• _WORK TO COMPLETE_
1 > Duplicate the passage of the Iran nuclear talks report starting with "TEHRAN: Iran will" and going on through "its nuclear programme.".
2 > Pick up the Iran nuclear talks report after its final sentence and keep it going.

• _EXCERPTED TEXT_

__________

TEHRAN: Iran will hold nuclear talks with France, Britain and Germany on January 13 in Switzerland, local media reported on Wednesday, quoting a foreign ministry official.

“The new round of talks between Iran and three European countries will be held in Geneva on Jan 13,” said Kazem Gharibabadi, Deputy Foreign Minister for Legal and International Affairs, according to ISNA news agency.

He added the talks were only “consultations, not negotiations.” The three European countries had on Dec 17 accused Iran of growing its stockpile of high-enriched uranium to “unprecedented levels” without “any credible civilian justification.”

They also raised the possibility of restoring sanctions against Iran to keep it from developing its nuclear programme.

Iran’s top diplomat Abbas Araghchi said his country was “ready for fair and honorable negotiations” with the West. “In exchange (for the lifting of sanctions), we create more confidence in the peaceful nature of the Iranian nuclear programme,” he was quoted as saying on Wednesday by Tasnim news agency.

“If the other party does not like this path, it is natural that we follow our own path, as we have done in recent years,” added the foreign minister.

__________

• _DATA_
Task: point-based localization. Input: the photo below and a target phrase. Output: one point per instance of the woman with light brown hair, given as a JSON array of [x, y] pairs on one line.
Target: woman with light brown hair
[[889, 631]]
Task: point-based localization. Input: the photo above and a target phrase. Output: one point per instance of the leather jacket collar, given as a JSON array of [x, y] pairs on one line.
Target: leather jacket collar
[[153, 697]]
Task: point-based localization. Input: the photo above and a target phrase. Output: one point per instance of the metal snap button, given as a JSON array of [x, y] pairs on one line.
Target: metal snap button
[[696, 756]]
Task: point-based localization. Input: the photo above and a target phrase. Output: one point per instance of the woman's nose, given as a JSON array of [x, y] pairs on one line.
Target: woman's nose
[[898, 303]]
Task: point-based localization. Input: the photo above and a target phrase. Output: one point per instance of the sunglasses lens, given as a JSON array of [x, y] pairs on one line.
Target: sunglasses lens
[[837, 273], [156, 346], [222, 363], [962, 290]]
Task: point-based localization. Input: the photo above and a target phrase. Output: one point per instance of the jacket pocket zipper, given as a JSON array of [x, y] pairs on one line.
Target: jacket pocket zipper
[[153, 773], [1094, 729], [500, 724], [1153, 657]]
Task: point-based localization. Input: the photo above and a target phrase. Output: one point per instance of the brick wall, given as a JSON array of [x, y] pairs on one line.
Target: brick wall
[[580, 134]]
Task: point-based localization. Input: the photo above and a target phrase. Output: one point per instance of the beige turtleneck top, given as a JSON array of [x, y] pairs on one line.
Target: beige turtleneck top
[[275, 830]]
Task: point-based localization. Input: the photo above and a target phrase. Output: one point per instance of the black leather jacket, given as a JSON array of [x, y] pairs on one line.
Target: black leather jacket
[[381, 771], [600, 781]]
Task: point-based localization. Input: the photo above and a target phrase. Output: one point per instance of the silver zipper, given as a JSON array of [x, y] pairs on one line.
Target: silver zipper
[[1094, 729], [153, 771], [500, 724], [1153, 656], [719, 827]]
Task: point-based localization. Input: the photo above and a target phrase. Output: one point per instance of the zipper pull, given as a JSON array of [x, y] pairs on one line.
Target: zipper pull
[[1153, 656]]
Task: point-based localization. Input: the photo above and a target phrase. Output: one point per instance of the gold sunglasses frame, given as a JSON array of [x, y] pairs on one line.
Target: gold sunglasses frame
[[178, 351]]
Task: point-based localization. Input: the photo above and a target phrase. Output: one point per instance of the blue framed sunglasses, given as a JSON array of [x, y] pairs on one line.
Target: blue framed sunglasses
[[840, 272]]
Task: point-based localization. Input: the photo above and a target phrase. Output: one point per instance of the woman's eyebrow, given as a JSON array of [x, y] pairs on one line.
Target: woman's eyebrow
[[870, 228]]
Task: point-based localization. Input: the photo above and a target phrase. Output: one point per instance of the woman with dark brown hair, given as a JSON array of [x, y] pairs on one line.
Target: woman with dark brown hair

__________

• _RESULTS BY TASK_
1 >
TEHRAN: Iran will hold nuclear talks with France, Britain and Germany on January 13 in Switzerland, local media reported on Wednesday, quoting a foreign ministry official.

“The new round of talks between Iran and three European countries will be held in Geneva on Jan 13,” said Kazem Gharibabadi, Deputy Foreign Minister for Legal and International Affairs, according to ISNA news agency.

He added the talks were only “consultations, not negotiations.” The three European countries had on Dec 17 accused Iran of growing its stockpile of high-enriched uranium to “unprecedented levels” without “any credible civilian justification.”

They also raised the possibility of restoring sanctions against Iran to keep it from developing its nuclear programme.

2 >
Iran has in recent years increased its manufacturing of enriched uranium such that it is the only non-nuclear weapons state to possess uranium enriched to 60 per cent, the International Atomic Energy Agency (IAEA) nuclear watchdog said. That level is well on the way to the 90pc required for an atomic bomb.

Iran held talks about its disputed nuclear programme in November, 2024 with Britain, France and Germany.

Those discussions, the first since the US election, came after Tehran was angered by a European-backed resolution that accused Iran of poor cooperation with the UN nuclear watchdog.

Iran insists on its right to nuclear energy for peaceful purposes and has consistently denied any ambition of developing nuclear weapons capability. Supreme leader Ayatollah Ali Khamenei, who has the final say in all state matters, has long issued a religious decree, or fatwa, prohibiting atomic weapons.